**ENUNCIADO:**
Responda com base no texto sobre a minissérie River:
1. Qual filme dos anos 1990 o texto cita como exemplo?
2. Por qual serviço de streaming a minissérie foi disponibilizada?
3. Qual ator interpreta o policial River?

A mediunidade de
vidência
retratada numa
minissérie
É extremamente
alentador
observar a
crescente
utilização de
temática
espiritual em
filmes,
telenovelas,
peças teatrais e
até minisséries.
Quem não se
lembra, por
exemplo, do
filme Ghost,
que arrebatou
corações e
despertou a
curiosidade
saudável em
torno da
mediunidade e da
atuação dos
Espíritos nos
anos 1990?
Muitas outras
produções
artísticas
vieram à tona
após esse
consagrado
sucesso de
crítica e
bilheteria
mundial.
Com efeito, os
produtores,
diretores e
organizações
dessas áreas de
entretenimento
vêm lentamente
explorando esse
filão e, por
conseguinte,
revelando outros
conteúdos –
mesmo que o
objetivo
primário não
seja exatamente
esse – que se
afastam do
lugar-comum. No
geral, tais
trabalhos acabam
indiretamente
por levar a
alguma reflexão
acerca dos
assuntos
transcendentais,
em especial por
parte das
audiências mais
céticas.
Nesse sentido,
gostaria de
ressaltar a
positiva
contribuição
proporcionada
por uma
minissérie de
origem britânica
com enfoque
dramático,
recentemente
disponibilizada
pelo serviço de
streaming
Netflix,
intitulada
River.
Trata-se do
drama vivenciado
por um veterano
detetive da
polícia de
Londres, que
praticamente
assiste
impotente ao
cruel e
enigmático
assassinato de
sua querida
colega de
trabalho. O
comportamento
sorumbático e um
tanto
idiossincrático
do policial
River
(interpretado
com muita
competência pelo
ator sueco
Stellan
Skarsgård),
bem como a sua
obsessão por
descobrir a
verdade dão o
tom da estória.
Mas não é só
isso. O que
verdadeiramente
se destaca em
todo o enredo é
a ostensiva
mediunidade de
vidência do
perturbado
detetive e a
maneira como ele
lida com ela.
Aliás, é
oportuno
enfatizar que o
portador desse
tipo de
mediunidade é
propenso a ver
todos os tipos
de entidades.
Allan Kardec
reitera, por
sinal, na
seminal obra
O Livro dos
Médiuns, que
“Outros há em
quem a faculdade
da vidência é
ainda mais
ampla: veem toda
a população
espírita
ambiente, a se
mover em todos
os sentidos,
cuidando,
poder-se-ia
dizer, de seus
afazeres”. Às
vezes, o
portador de tal
capacidade
enfrenta
consideráveis
dificuldades
para identificar
quem pertence a
essa dimensão ou
à espiritual. A
propósito, o
renomado médium
brasileiro,
Divaldo Pereira
Franco, já
relatou a sua
experiência na
juventude com
relação a isso.
Na trama sob
análise, fica-se
sabendo que
River possui tal
mediunidade em
alto grau desde
criança.
O infeliz
policial sofre
dupla angústia:
a de perder a
colega de
trabalho, por
quem nutria
profunda
amizade, afeto e
consideração, e
a mediunidade
desorientada
acompanhada de
entidades
sofredoras e
obsessoras que
não lhe dão
trégua. A sua
ausência de paz
interior é tão
intensa que
chega ao ponto
de quase
enlouquecer.

**DADOS FORNECIDOS:**
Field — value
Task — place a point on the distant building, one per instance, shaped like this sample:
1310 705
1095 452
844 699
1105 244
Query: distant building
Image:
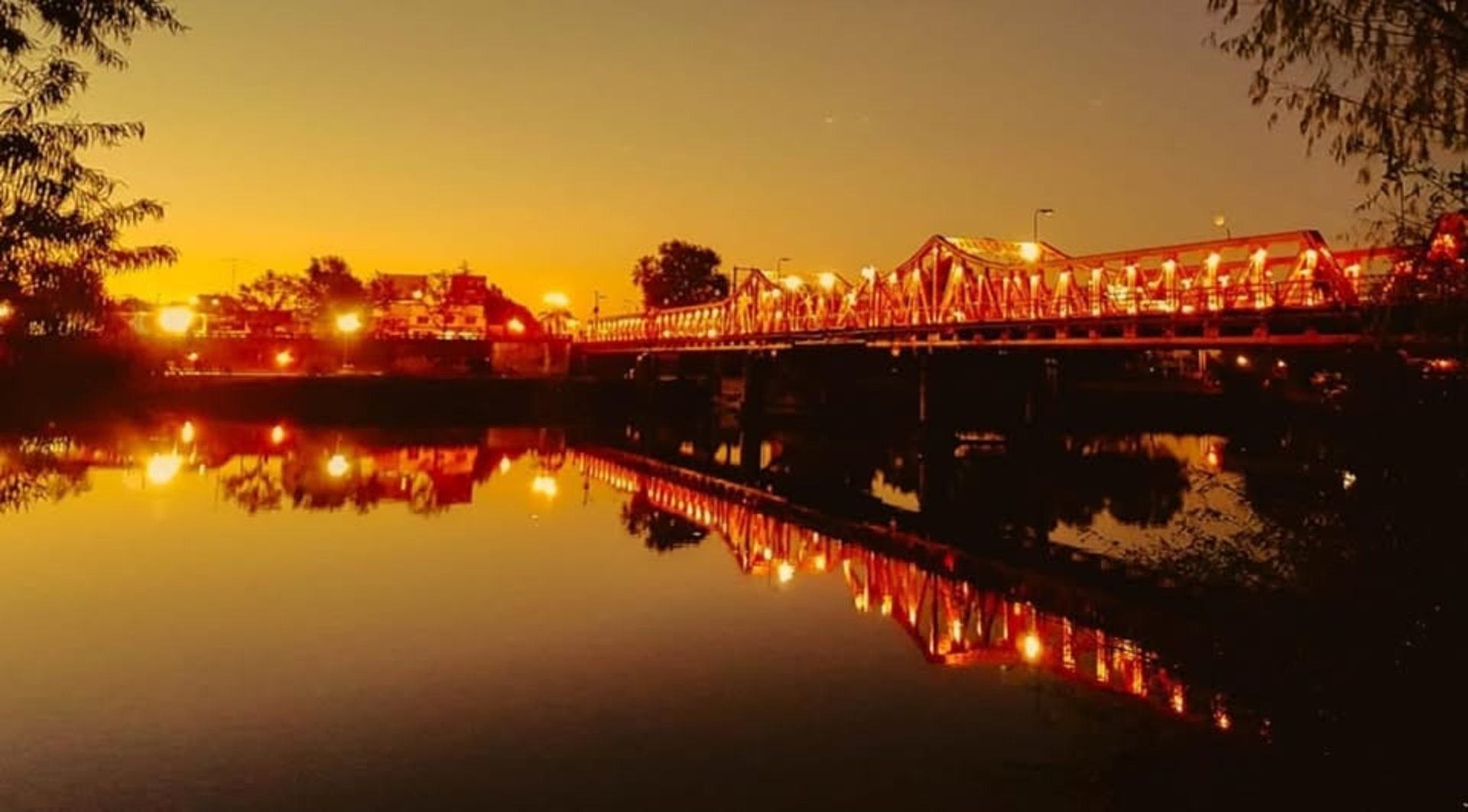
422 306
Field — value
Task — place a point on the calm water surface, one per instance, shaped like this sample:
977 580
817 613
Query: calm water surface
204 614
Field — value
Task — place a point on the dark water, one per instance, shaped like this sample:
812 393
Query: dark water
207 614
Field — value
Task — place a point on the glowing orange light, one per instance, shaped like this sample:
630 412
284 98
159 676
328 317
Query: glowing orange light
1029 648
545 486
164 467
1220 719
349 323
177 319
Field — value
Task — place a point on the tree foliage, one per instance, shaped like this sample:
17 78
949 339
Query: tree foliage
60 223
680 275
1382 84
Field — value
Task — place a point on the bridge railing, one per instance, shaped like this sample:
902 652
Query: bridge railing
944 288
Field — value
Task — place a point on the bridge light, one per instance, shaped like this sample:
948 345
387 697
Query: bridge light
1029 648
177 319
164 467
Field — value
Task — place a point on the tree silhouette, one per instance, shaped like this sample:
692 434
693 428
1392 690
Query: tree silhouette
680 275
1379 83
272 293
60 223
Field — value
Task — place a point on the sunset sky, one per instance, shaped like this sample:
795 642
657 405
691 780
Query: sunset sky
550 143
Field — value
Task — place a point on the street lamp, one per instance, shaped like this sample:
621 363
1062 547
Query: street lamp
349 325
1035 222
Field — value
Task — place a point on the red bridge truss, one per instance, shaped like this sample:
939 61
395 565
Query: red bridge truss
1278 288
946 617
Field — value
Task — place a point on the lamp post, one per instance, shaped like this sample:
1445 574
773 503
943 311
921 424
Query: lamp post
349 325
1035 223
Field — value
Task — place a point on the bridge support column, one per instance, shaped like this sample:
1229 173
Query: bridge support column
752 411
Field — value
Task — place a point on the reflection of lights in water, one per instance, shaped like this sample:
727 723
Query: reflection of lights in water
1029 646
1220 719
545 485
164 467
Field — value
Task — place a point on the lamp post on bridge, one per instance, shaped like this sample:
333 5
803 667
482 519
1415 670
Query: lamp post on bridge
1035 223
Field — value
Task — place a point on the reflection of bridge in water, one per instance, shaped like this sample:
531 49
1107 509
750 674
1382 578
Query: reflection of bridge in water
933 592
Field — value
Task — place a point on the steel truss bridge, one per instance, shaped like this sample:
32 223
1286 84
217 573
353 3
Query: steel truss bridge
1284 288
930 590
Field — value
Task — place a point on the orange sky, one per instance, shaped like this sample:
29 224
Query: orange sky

**RESOLUÇÃO:**
1. O filme citado é Ghost.
2. A minissérie foi disponibilizada pela Netflix.
3. O policial River é interpretado pelo ator sueco Stellan Skarsgård.